Top of Text block
One of the questions most asked by parents is, “When should I take my child to the dentist for the first time?” According to recommendations by the American Academy of Pediatric Dentistry, the American Dental Association and the Academy of General Dentistry, the ideal time is when the child is 1 year old. This gives the dentist the opportunity to observe the development of your toddler’s mouth and to notice issues before they develop into major problems. If necessary, recommendations can be made about tooth care, thumb-sucking, pacifier use and diet. This also allows the child to become used to going to the dentist at an early age.
Another major parental concern is how to help a child overcome their fear of going to the dentist. In many cases, your child’s hesitancy is directly related to your own fears of seeing the dentist. Projecting an air of matter-of-fact calm can be very important. Again, starting early may help prevent any fear, as well as speaking of dental checkups in a wholly positive light.
“From the time the kids' teeth come in, I make sure they get regular cleanings. In our experience, the first few visits to the dentist's office are devoted more to education than they are to actually cleaning. The kids get familiar with the equipment and get guidance and instruction from the dentist and/or his assistants, and it's a real learning experience. Then I can remind them to use those new skills when we brush their teeth at home.”
–Rita, of Fighting off Frumpy
If you’re still concerned that your child might find the dental office intimidating, you can also look for a pediatric dentist. These dentists specialize in the care of children. Everything from the décor of the office to the terminology to the techniques they use-and eevn how the post-visit prizes are designed. These can all help your child's relaxation and can ease their mind.
Don’t wait until problems arise to take your child to the dentist. Make your first few visits pleasant and not treatment-oriented. You will help your child see going to the dentist as positive or neutral at the very least. To further help your child, let her bring a favorite toy to distract her and don’t hesitate to use appropriate rewards for a job well done. Consider talking to her in advance about what she would like as a reward for a good dental visit. Stickers, an outing or additional television time are just a few possibilities.
Perhaps most important, don’t forget to schedule your next visit. No matter how crazy your life may become, visiting the dentist twice a year is one of the most important ways you can promote your child’s health and well-being.
Baby Teeth – Cleaning the teeth they will lose
It’s tempting to minimize the importance of oral care for kids who still have their baby teeth. After all, they will just fall out anyway, right?
Bottom of Text block
Translate this sentence from the text on children's dental visits into Spanish: "These dentists specialize in the care of children."
Top of Data section
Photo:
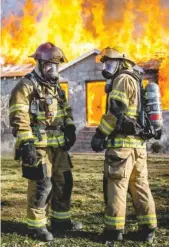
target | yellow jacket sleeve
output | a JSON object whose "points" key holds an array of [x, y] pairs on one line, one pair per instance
{"points": [[19, 111], [68, 113], [121, 91]]}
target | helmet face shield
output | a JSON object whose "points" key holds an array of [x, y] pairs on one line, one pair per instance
{"points": [[110, 67], [50, 71]]}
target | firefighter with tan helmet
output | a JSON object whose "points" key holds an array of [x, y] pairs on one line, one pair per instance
{"points": [[43, 126], [122, 131]]}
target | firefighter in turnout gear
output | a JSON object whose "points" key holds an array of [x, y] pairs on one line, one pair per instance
{"points": [[43, 126], [125, 165]]}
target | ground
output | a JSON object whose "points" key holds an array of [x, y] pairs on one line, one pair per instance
{"points": [[87, 205]]}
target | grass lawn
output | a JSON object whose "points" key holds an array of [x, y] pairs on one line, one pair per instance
Bottom of Data section
__Result__
Estos dentistas se especializan en el cuidado de los niños.